■ Description of the task
Set down exactly the lines from the one containing "Please indicate the lower" through the end of the records below, both included, and nothing else.

============================================================

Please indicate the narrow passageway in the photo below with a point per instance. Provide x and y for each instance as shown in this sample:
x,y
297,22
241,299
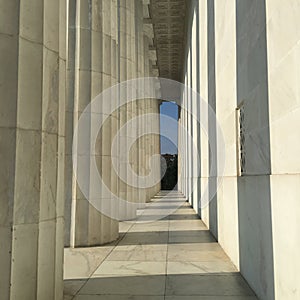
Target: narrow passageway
x,y
175,257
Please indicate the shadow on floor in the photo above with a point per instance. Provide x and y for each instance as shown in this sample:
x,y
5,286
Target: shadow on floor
x,y
180,286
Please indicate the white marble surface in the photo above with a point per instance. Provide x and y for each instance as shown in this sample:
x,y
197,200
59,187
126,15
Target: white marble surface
x,y
155,261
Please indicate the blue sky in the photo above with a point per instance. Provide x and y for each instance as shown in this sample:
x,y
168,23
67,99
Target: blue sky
x,y
169,109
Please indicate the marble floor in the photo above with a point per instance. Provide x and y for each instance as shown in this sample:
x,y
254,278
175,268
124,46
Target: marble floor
x,y
167,254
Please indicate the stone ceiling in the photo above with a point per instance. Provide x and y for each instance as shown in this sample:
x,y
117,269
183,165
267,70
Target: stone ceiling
x,y
168,19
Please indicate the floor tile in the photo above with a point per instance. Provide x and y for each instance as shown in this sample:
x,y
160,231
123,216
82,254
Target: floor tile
x,y
82,262
213,285
184,267
173,258
125,285
121,268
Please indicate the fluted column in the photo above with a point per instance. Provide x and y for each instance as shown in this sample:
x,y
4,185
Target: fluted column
x,y
32,80
95,44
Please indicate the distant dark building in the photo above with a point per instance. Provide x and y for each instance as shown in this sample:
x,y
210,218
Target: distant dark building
x,y
170,165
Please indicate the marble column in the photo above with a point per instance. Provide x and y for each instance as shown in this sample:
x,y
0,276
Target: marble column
x,y
32,85
127,71
95,44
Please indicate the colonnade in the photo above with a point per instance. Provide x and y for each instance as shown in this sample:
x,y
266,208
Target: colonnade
x,y
56,57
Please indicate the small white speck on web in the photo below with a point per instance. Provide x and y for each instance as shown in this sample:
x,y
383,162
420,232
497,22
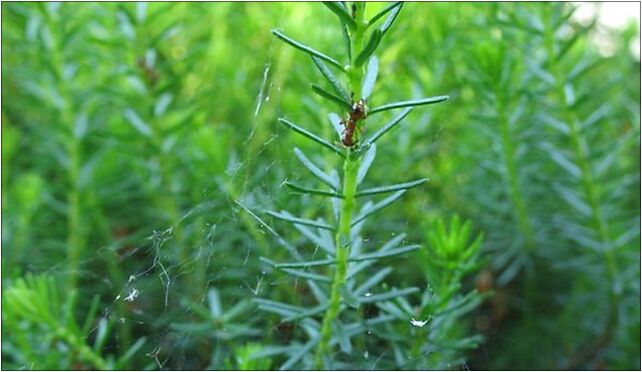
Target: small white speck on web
x,y
133,294
418,323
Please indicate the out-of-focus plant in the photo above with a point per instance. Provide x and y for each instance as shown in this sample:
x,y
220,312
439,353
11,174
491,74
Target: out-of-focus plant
x,y
43,325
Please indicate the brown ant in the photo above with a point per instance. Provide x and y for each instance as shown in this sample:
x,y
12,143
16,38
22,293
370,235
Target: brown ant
x,y
357,113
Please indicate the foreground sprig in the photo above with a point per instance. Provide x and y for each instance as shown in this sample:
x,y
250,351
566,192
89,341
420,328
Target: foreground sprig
x,y
343,252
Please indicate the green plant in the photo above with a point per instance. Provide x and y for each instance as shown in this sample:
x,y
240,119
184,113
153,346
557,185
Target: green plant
x,y
44,327
344,252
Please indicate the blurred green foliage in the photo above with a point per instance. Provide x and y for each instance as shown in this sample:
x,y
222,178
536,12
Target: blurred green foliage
x,y
133,132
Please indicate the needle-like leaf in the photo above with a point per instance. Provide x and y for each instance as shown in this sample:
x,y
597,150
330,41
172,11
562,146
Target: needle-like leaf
x,y
341,12
300,221
332,79
310,135
413,103
307,49
305,190
343,104
371,77
391,188
383,130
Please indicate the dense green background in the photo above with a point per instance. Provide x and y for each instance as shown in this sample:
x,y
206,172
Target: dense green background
x,y
130,131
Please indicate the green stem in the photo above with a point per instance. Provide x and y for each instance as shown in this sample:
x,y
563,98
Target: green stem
x,y
508,147
348,203
350,169
75,238
588,187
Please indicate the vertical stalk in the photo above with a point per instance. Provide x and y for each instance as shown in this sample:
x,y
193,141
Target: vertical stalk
x,y
348,203
75,238
508,147
597,221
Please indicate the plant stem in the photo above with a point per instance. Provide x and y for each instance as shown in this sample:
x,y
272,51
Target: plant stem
x,y
75,238
508,147
597,221
350,170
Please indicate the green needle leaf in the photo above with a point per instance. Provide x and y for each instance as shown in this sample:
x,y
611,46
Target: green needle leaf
x,y
366,163
371,77
307,49
391,188
418,102
391,18
383,12
383,130
369,49
341,12
305,264
311,136
332,79
315,170
331,97
305,190
300,221
297,273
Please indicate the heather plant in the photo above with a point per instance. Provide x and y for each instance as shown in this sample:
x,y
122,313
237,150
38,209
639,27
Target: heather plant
x,y
184,189
338,291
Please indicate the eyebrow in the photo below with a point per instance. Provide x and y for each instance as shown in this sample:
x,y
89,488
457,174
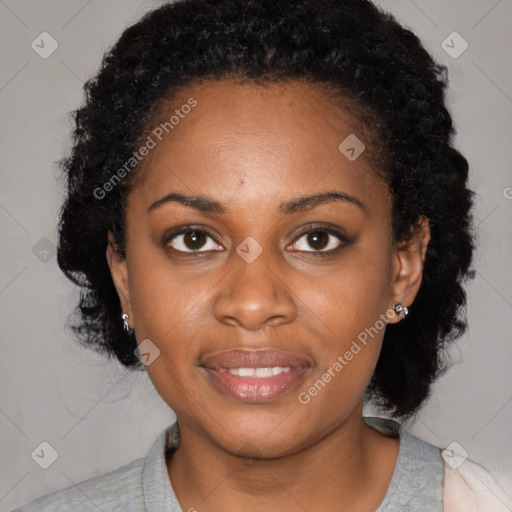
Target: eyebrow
x,y
299,204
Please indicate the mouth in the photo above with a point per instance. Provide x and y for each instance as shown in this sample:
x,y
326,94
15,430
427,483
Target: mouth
x,y
255,376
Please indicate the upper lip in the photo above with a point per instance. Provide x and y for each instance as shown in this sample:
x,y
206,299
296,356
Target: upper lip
x,y
245,358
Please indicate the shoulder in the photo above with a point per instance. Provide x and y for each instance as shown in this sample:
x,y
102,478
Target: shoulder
x,y
118,490
470,487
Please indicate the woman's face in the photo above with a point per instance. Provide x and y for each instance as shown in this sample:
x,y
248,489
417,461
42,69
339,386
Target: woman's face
x,y
238,271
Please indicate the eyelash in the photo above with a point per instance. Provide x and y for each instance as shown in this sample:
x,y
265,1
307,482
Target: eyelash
x,y
311,229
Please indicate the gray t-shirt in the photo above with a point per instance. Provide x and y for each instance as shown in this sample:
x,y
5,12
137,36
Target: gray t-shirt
x,y
144,486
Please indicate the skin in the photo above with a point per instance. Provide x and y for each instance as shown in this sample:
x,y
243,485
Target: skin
x,y
252,148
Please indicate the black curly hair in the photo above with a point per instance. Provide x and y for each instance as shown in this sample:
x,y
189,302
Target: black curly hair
x,y
351,45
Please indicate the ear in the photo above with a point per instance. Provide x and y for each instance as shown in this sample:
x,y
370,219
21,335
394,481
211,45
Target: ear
x,y
119,272
407,266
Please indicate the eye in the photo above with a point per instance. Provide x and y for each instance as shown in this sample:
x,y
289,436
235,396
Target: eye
x,y
192,240
322,240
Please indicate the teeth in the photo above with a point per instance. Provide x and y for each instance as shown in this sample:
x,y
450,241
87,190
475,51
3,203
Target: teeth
x,y
258,372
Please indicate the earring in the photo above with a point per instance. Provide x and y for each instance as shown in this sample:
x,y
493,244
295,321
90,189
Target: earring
x,y
124,316
400,309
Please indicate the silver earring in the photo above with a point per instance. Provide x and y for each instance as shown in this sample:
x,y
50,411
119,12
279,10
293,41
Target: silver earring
x,y
400,309
125,322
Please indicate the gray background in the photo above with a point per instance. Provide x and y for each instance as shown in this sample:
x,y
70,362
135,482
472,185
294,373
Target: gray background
x,y
96,415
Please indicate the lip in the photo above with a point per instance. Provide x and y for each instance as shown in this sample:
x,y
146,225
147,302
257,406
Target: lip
x,y
254,389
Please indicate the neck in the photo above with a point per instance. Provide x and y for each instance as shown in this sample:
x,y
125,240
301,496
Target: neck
x,y
349,468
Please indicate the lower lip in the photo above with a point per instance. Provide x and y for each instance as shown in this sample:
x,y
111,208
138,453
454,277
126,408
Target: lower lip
x,y
254,389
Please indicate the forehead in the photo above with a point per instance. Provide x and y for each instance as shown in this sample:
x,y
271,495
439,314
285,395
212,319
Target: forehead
x,y
273,138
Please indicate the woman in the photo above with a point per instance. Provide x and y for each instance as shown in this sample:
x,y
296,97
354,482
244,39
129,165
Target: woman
x,y
266,213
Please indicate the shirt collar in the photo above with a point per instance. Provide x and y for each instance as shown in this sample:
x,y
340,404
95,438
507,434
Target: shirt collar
x,y
159,495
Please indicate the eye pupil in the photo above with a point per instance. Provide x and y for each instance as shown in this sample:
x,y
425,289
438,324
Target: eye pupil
x,y
318,239
194,237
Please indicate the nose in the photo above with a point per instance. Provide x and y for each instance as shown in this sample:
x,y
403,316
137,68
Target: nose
x,y
254,295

============================================================

■ Solution for this task
Please indicate the lower lip in the photo above with a point per instance. Provide x and y for each instance as shown in this sample:
x,y
111,208
138,453
454,277
126,408
Target: lower lip
x,y
254,389
Please indicate the forehead in the photo above with a point per instance. Provide x and y for each instance as shown in this sample:
x,y
271,495
439,314
285,395
212,319
Target: forehead
x,y
273,138
Please indicate the woman in the photo above with a point per instance. Provide x and y for each instance as shown in this sample:
x,y
296,97
354,482
244,39
129,165
Target: woman
x,y
266,213
Please indicate the shirt collar in the photo above with a point per instance. Provide x and y for each instance as shown in this sample:
x,y
340,404
95,438
507,434
Target: shirt collar
x,y
159,495
Please indicate the eye pupil in the photo above with a point per instance. Provide x and y for each instance as shown in this sample:
x,y
425,289
438,324
Target: eye pupil
x,y
318,239
194,237
Please indicate the nose in the photo above with a point per instance. Provide x and y for each instance as shown in this sample:
x,y
403,316
137,68
Target: nose
x,y
254,295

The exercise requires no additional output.